====== Article ======
As the writer of the City Paper‘s blotter, my Monday mornings are filled with some of the lowest points in my fellow Charlestonians’ lives. I sit in a diminutive chair in the lobby of the downtown police department and thumb through stacks of reports documenting the most recent run-ins between cops and citizens. Some crimes are so minor and petty that they almost seemed tailor-made for this section, but other times, I come across a three-page report painting a vivid scene of a wife running down the stairs and around the kitchen, away from the man who almost choked her unconscious, and I wonder whether it’s even appropriate to write about any crime at all. Still, enough of you seem to get a kick out of all of it, so here are some of the more impressive shenanigans our neighbors got into this year.
Herb ‘n’ sprawl
A man found smoking a joint on a bench at Waterfront Park assured an officer that he was just on his way to pick up his kids from the airport.
An Ohio woman caught publicly urinating told an officer, “Okay, I admit I peed, but that isn’t mine,” when a glass vial with half a gram of weed was found next to her puddle.
A man hot-boxing his car on a Sunday night made unshakable eye contact with an officer, going as far as taking a long drag of his blunt while the cop looked in the car. Talk about going out with dignity.
When stopped for speeding, a man handed an officer a cup of juice with weed in it and said, “just take it.”
“Look, I’m going to be straight with you. I have weed on me and there is in the car,” said one man before he was given a $615 citation and stripped of his $125 bag of pot. We feel your pain.
When an officer asked a man how much weed he had with him, he replied, “Enough that I am probably going to jail tonight.”
A man told officers he was just about to “roll up” when he saw officers approach him during a suspected drug deal. Cue the Wiz Khalifa.
The year in Victoria’s Secret thefts
January: Six pairs of sweatpants, nine sweatshirts, and three black long-sleeved T-shirts with floral print on the sleeves. Total value: $948.
February: An officer stopped two women who hid 13 items of clothing (total value: $652.35) in their purses after a quick trip to the dressing room, which was festooned with torn-off tags.
April: Four lounge shirts, four sweaters, four T-shirts, and, interestingly enough, only three black sweatpants. Perpetrators: Three women, one of whom was already wearing Victoria’s Secret PINK merchandise. Total value: $749.25.
May: A woman (accompanied by two friends who were apparently just there for moral support) stuffed 15 shorts and six pairs of leggings into a bag. Total value: $799.85.
======
▸ List of tasks
1 > Reproduce the police blotter roundup starting at "When an officer" and ending at "with torn-off tags.", substituting "fitting room" for "dressing room".
2 > Pick up the police blotter roundup where it stops and continue it.
====== Given data ======
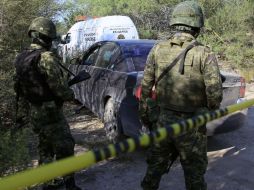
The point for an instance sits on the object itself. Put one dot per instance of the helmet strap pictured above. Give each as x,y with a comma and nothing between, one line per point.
187,29
40,39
======
▸ Task answers
1 >
When an officer asked a man how much weed he had with him, he replied, “Enough that I am probably going to jail tonight.”
A man told officers he was just about to “roll up” when he saw officers approach him during a suspected drug deal. Cue the Wiz Khalifa.
The year in Victoria’s Secret thefts
January: Six pairs of sweatpants, nine sweatshirts, and three black long-sleeved T-shirts with floral print on the sleeves. Total value: $948.
February: An officer stopped two women who hid 13 items of clothing (total value: $652.35) in their purses after a quick trip to the fitting room, which was festooned with torn-off tags.

2 >
June: A woman known to have stolen from the store in the past brought an uninitiated friend with her to mop nine pairs of sandals, three pairs of leggings, one tank top, two T-shirts, two pairs of underwear, and one pair of pants. Total value: $686.20.
July: A couple is suspected of stealing 40 pairs of panties, valued at a total of $660.
September: Two women stole 12 T-shirts, six high-waisted joggers, eight skinny joggers, six leggings, and three jackets by putting them in a store bag and walking out. Total value: $1,643.25. Also, a woman carried a Spectrum bag into the store and stole $828 worth of body spray from a display.
Whoever you are, we wish you a better 2019
During a traffic stop, the driver of a moped hung his head, breathed heavily, and admitted, “There’s a crack rock in my pocket,” painting a very vivid picture of the phrase “rock bottom.”
Emergency responders chemically sedated a man who told officers he’d drunk an “ass amount of beer” before asking them to “get your Tasers ready!”
“I have pills on me” is never a good admission, especially if those pills are shaped like Homer Simpson.
Heard during a drug arrest: “You know the crack is mine. Yes, the crack is mine.”
When an officer asked a woman who was driving if she had anything to drink, she said, “One hundred percent, yes, I’m not going to lie … yes,” after apologizing for being an “asshole” and “fucked up.”
“During a search of her it was discovered she had a large Meth Pipe protruding from her vagina.” Okay… “[Offender] removed the Methamphetamine smoking pipe from her vagina without incident and it was collected as evidence.” What!?
A woman called the police after she couldn’t find her son, who arrived from Boston after being involuntarily committed to a psychiatric facility. When authorities found him near Riverland Terrace, he told them that South Carolina residents were being given HIV in an attempt to turn the state into “the next Africa.” He also broke his cell phone and ate the SIM card.
Try again, sweetie
A man driving home from an AA meeting handed officers a Mexican passport as identification.
A woman who called officers to complain about threatening texts told them that she called the sender the n-word, “and this may be one reason” for the intimidating messages.
When an officer noticed a beer can in a driver’s cup holder, the driver promptly advised him that “it was from earlier,” because we all know infractions are invalid if you can prove you committed them earlier.
A man busted for weed said, “I also have something else.” Ecstasy. It was ecstasy.
A man yelling at pedestrians outside of an East Bay Street restaurant told an officer that he was sitting there because “he was looking for more women to be in his life.”
A man walking southbound on King Street with an open 12-ounce PBR told an officer that he was “holding it” for someone else.
After being dispersed following a small-time drug deal near Sheppard and Hanover streets, one of the men took the opportunity to let the officer know, “That guy there has ripped me off before.”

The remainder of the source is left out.